:: TEXT PROVIDED

# 1933 LEAPIN' LORRY, Willys Van



## Ian Anderson (Jan 24, 2011)

As If I don't have Enough Work to do, I Found this kit in a out of the way Kind of place few weeks ago Now, Still in this plastic rapper, Perfect Shape, Because I'm always looking for Willys kits my self, Like I said Mostly in 1:24 or 1:25 scale hot rods Form That is, But this ones kind of rear as well, This *AMT 1933 Willys "Leapin' Lorry" Van*, seems like a blast from the past to me, only this kit was made in 1996 by the ERTL company in Dyersvill, Iowa. Don't know If its a Re-Pop Or not, I know that 96 is just a Tick of the clock for some if not Most of us, scary to think anyone on here was born Around then, but anything is possible I guess, Guess that would make you 15 or so now if you had a birthday this year that is, *LOL*, anyway it has a little age to it anyway,(The Kit That Is) I will be the first one to admit there is _NOTHING TO THIS KIT_, as far as parts go, If not for a Hand full of Gray Plastic Parts and A bit more in Chrome covered Plastic as you can see, but I still think, With a NICE Paint job, and a few Custom Parts from the Stash Bin, this Kit would make quite a pavement burner buy the way its laid out, I bet it will be nice when its done buy the looks of it, We shell see Anyway because I'm going to through it together Now, and see what come out of the thing. One More Willys For The Archive I Guess....As well as you should Know buy some of my build buy now, I don't like to Color in the liens, So this one Will only Look the shape of what's on the box, NOT THE COLOR, and a few more touches And Custom Changed as well, I'm sure it will make the deference All Put together..

Ian


----------



## CJTORINO (Jan 20, 2003)

That looks like a really cool kit.
never saw that one before.
but then again.............its two hundred miles to a hobby shop!


----------



## Ian Anderson (Jan 24, 2011)

"You live that far out in the sticks CJ", Thought I was out there, IS IT SNOWING THERE NOW ?, How close are you to the Rockiest Anyway ?, I'm getting some in the Cascades right now at 3000 feet Because thats where im at, Not a lot of snow, but some anyway, they say it we will get snow for the Next 4 of 5 days, My nearest hobby shop here, is over 50 miles from my house, And In the next town, Nothing like that in this Hole in the wall, But that's not 200 mills No doubt, WOW.... Anyway This kits is Not in any HOBBY SHOP that I know about anyway, I get stuff like this On line, I HAVE TO,..This kit was found on this Site, "THAT IS THE ONE I JUST SENT YOU AN I. M TO", and here is his Home site you might wont to check out, http://stores.gmscustoms.com/StoreFront.bokThats The only way to find cool stuff like this, If I had one more of these kits, I would Mail it to you man, I don't think there is even One more out there my self, I may be wrong IF YOU LOOK HARD ENOUGH, you can find almost anything on line, And you know that, I'm not sure what color to paint this thing man, I do have a really cool Purple Chrome paint, and a Chrome Blue, But I'm thinking maybe some sort of Two tone, DON'T TELL ME, I will come up with something That's befitting this 1933 willys that you can count on, 
(was Thinking ARMY) But then again, NOT...I Just hit it with a nice cote of New Primer Black I'm Trying out, A few hours ago now, so what ever I use has to go with that, Something will come to mind Soon enough, There are some NICE WHEELS on this car as well, along with ALMOST everything in Chrome, so it should be more then Just some Hot Rod build, Nothing on the front end, Wish it had some sort of grill, But only The shape of one, FLAT, But I have to remember this is a Drag Car, Not A real Classic, I seem to build more of them then anything else these days, Except Semis of course, there a hole lot of fun to Build and Re Build for years to come, SO that's one reason I guess...That, and I have A TONE OF THEM to build on the shelf....If you seen pictures of my stash, You would cry.....FOR REAL...

::::
:: ROWS

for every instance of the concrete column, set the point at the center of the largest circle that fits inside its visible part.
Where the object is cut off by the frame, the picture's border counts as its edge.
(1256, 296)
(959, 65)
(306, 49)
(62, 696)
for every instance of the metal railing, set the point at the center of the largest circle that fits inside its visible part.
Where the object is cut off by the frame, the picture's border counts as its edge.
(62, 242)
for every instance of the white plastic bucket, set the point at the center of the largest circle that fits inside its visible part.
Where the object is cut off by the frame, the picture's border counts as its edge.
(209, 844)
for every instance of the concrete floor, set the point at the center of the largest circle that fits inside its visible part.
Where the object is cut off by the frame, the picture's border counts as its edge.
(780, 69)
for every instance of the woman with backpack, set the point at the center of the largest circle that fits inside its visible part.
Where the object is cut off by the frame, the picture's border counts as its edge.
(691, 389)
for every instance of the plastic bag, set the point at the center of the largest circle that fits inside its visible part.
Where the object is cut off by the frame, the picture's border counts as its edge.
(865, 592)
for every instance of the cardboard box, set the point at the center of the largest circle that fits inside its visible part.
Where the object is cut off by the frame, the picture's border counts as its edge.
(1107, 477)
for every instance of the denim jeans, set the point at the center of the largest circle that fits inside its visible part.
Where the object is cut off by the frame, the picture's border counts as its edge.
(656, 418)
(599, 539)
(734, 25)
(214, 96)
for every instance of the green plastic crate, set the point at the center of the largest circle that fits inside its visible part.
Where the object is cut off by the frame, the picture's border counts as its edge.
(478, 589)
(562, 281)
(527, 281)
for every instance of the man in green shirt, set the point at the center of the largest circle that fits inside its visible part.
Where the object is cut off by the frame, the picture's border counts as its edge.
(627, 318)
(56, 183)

::::

• _WORK REQUIRED_
Pick up the forum thread about the 1933 Willys van model kit after its last sentence and keep it going. Nothing in the listing is needed for the work here.

• _RESULT FOR THIS TASK_
Ian


----------



## Ian Anderson (Jan 24, 2011)

*Paint Work on this 33 Willys*

Here is A little More Paint work on this Willys....Ok, well as the pictures will show here, I first shot this 33 willys with A Flat Black Primer base, then A, Anodized Chrome Blue, after seeing that the Black base and sand job as well as the Blue, where to Dark for this body I quickly Gave it a backing under the lights then a Quick Light sand job, And After going through my paint collection I found a Midnight Tide Lighter color blue that would lighten it up better, with the chrome base Blue, and now with a Midnight tide over that, I think it came out with a very Unique shade of Blue here, and after yet one more backing under the lights this is what I am coming out with, and only two cotes of paint as well to get there. 
I am Not sure now what I will go with as far as Sponsor decals Now, Remembering this is a Drag Racer, they will have to be a brighter color to show off from the darker blue, to a lighter blue now. but that's not a problem, I have Many chooses to go with in a vast collection of sponsor decal sheets to choose from, if I have to I will mix and match them to come up with a nice scheme to match this paint job. Sure would have been a nice shade of blue like this for a Classic paint job of a old style body, But this kit cant be build like that, it has the wrong running gear for it.


Ian


----------



## scottnkat (May 11, 2006)

Nice find there. I'd seen plenty of old Willys model kits before, but somehow I missed that one. I always liked the Willys, myself. Love that shade of blue!


----------



## Ian Anderson (Jan 24, 2011)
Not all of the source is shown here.